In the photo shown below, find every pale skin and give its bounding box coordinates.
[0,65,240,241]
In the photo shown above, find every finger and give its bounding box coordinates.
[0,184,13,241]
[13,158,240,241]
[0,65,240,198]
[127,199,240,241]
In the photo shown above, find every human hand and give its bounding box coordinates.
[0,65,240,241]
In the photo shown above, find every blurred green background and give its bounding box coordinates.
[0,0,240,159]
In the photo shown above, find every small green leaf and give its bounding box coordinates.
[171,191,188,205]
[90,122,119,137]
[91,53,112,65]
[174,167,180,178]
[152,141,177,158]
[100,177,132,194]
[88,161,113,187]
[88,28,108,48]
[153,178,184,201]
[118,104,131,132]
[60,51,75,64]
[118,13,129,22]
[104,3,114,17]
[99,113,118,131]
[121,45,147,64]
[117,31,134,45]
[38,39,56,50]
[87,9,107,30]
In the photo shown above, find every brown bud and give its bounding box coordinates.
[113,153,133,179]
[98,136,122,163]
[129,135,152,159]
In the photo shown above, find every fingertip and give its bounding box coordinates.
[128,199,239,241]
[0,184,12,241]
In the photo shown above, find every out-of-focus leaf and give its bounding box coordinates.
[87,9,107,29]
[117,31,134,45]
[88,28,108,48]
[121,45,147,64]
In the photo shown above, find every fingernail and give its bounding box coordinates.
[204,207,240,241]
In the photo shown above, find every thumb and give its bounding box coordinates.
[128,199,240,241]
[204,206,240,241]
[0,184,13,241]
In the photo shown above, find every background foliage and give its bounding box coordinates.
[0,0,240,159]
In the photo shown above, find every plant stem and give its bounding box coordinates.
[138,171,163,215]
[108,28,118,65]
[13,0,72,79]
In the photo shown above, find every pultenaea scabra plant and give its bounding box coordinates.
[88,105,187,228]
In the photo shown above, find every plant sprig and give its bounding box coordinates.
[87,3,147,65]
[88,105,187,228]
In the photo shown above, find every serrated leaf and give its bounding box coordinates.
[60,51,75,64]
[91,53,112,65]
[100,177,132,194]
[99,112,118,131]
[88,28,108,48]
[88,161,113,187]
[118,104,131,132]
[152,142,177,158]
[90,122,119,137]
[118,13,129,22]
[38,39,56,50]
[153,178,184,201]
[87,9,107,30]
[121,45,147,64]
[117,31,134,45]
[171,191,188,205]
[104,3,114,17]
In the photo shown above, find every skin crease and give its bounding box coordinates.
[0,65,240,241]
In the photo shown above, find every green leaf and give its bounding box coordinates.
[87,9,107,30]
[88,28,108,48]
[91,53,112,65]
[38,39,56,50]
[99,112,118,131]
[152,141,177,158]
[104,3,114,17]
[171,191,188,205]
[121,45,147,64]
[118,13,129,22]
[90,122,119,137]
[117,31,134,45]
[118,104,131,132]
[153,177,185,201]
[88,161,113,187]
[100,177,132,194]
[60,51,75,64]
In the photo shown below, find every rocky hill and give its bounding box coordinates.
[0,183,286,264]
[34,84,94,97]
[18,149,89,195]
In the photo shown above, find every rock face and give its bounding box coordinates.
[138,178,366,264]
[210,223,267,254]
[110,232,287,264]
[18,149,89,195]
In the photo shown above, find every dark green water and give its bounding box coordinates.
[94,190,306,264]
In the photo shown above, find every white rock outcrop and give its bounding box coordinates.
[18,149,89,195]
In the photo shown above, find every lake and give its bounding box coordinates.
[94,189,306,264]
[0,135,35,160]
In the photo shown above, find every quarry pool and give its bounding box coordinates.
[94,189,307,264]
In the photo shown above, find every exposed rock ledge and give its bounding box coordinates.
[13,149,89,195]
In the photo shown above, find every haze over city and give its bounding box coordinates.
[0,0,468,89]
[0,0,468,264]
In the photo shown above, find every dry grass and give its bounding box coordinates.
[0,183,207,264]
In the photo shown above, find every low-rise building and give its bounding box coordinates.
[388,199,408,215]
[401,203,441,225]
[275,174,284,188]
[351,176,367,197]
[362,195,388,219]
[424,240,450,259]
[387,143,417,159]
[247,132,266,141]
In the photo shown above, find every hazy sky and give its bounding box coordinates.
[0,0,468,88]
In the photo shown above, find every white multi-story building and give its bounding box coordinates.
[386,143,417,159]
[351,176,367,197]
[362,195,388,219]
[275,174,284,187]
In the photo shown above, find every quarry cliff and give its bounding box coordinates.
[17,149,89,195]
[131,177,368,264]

▬▬▬

§ **OBJECTIVE**: Update the listing above by changing every "bounding box" to "enclosing box" and keeping all other text the same.

§ **WORKED ANSWER**:
In the photo shown below, find every pale skin and give its enclosing box coordinates.
[0,65,240,241]
In the photo shown above, find every finger and give its enclosing box coordinates.
[0,184,13,241]
[13,158,240,241]
[0,65,240,198]
[127,199,240,241]
In the photo shown above, find every human hand and give its enclosing box coordinates.
[0,65,240,241]
In the photo shown above, find every blurred green background and give its enclosing box coordinates.
[0,0,240,159]
In the photo shown above, find every small green leaf and give its enclosing box coordinates.
[171,191,188,205]
[90,122,119,137]
[91,53,112,65]
[174,167,180,178]
[152,141,177,158]
[100,177,132,194]
[88,161,113,187]
[88,28,108,48]
[153,178,184,201]
[118,104,131,132]
[60,51,75,64]
[118,13,129,22]
[104,3,114,17]
[99,113,118,131]
[121,45,147,64]
[117,31,134,45]
[38,39,56,50]
[87,9,107,30]
In the photo shown above, find every brown bud and give its enclosing box coordinates.
[113,153,133,179]
[98,136,122,163]
[129,135,152,159]
In the photo shown above, find every fingertip and give its enclosing box coordinates.
[128,199,239,241]
[0,184,12,241]
In the photo shown above, find every out-of-focus leaf and give its enclosing box coordinates.
[87,9,107,29]
[117,31,134,45]
[88,28,108,48]
[121,45,147,64]
In the photo shown above, find every fingernail and give its enclosing box coordinates.
[204,207,240,241]
In the photo shown above, find every thumb and give its enclosing box coordinates.
[128,199,240,241]
[204,206,240,241]
[0,184,13,241]
In the photo shown above, find every background foliage and give its enclosing box coordinates.
[0,0,240,159]
In the photo shown above, find every plant stem and give its enclosing box coordinates.
[138,171,163,215]
[108,28,118,65]
[13,0,72,79]
In the photo shown above, find every pultenaea scabra plant and give its enclosing box coordinates.
[88,105,187,228]
In the photo shown above, find every plant sprig and give its enclosing box coordinates.
[87,3,147,65]
[88,105,187,228]
In the photo shown above, find every serrated leaf and give its enclosing box coordinates.
[60,51,75,64]
[91,53,112,65]
[100,177,132,194]
[99,112,118,131]
[88,28,108,48]
[88,161,113,187]
[118,104,131,132]
[152,142,177,158]
[90,122,119,137]
[118,13,129,22]
[38,39,56,50]
[153,178,184,201]
[87,9,107,30]
[121,45,147,64]
[117,31,134,45]
[171,191,188,205]
[104,3,114,17]
In the photo shown above, find every skin crease and give its enclosing box coordinates.
[0,65,240,241]
In the photo shown above, find every green leaf and give its enclosing box coordinates.
[87,9,107,30]
[88,28,108,48]
[91,53,112,65]
[38,39,56,50]
[99,112,118,131]
[152,141,177,158]
[104,3,114,17]
[171,191,188,205]
[121,45,147,64]
[118,13,129,22]
[90,122,119,137]
[117,31,134,45]
[118,104,131,132]
[153,177,185,201]
[88,161,113,187]
[100,177,132,194]
[60,51,75,64]
In the photo shown below, find every rocky hill and give its enclosing box coordinates.
[0,183,286,264]
[34,84,94,97]
[18,149,89,195]
In the photo shown above, find every rock face and give its enclosing box coordinates.
[138,178,366,264]
[210,223,267,254]
[110,232,287,264]
[18,149,89,195]
In the photo shown above, find every dark green water and give its enclosing box coordinates.
[94,190,306,264]
In the photo shown above, find every white rock outcrop and give its enclosing box coordinates.
[18,149,89,195]
In the photo shown above, find every lake and give its enclosing box coordinates.
[94,189,306,264]
[0,135,35,160]
In the photo shown above, find every quarry pool and give its enclosing box coordinates.
[94,189,307,264]
In the photo shown above, find every exposed rock ledge and give its enclosing box coordinates.
[13,149,89,195]
In the photo shown above, find every haze over city and give its enclosing box coordinates.
[0,0,468,89]
[0,0,468,264]
In the photo shown above, find every dry grass and give its enclosing box coordinates.
[0,183,207,264]
In the photo shown above, find every low-rise building and give its enclosing box coordinates.
[388,199,408,215]
[401,203,441,225]
[275,174,284,188]
[351,176,367,197]
[362,195,388,219]
[424,240,450,259]
[387,143,417,159]
[247,132,266,141]
In the photo shown above, find every hazy sky and give its enclosing box coordinates.
[0,0,468,88]
In the photo shown above, find every white multi-story building and give its enclosing box coordinates.
[386,143,417,159]
[351,176,367,197]
[362,195,388,219]
[275,174,284,187]
In the photo shown above, find every quarry cliff and give its enclosing box coordinates.
[17,149,89,195]
[131,177,368,264]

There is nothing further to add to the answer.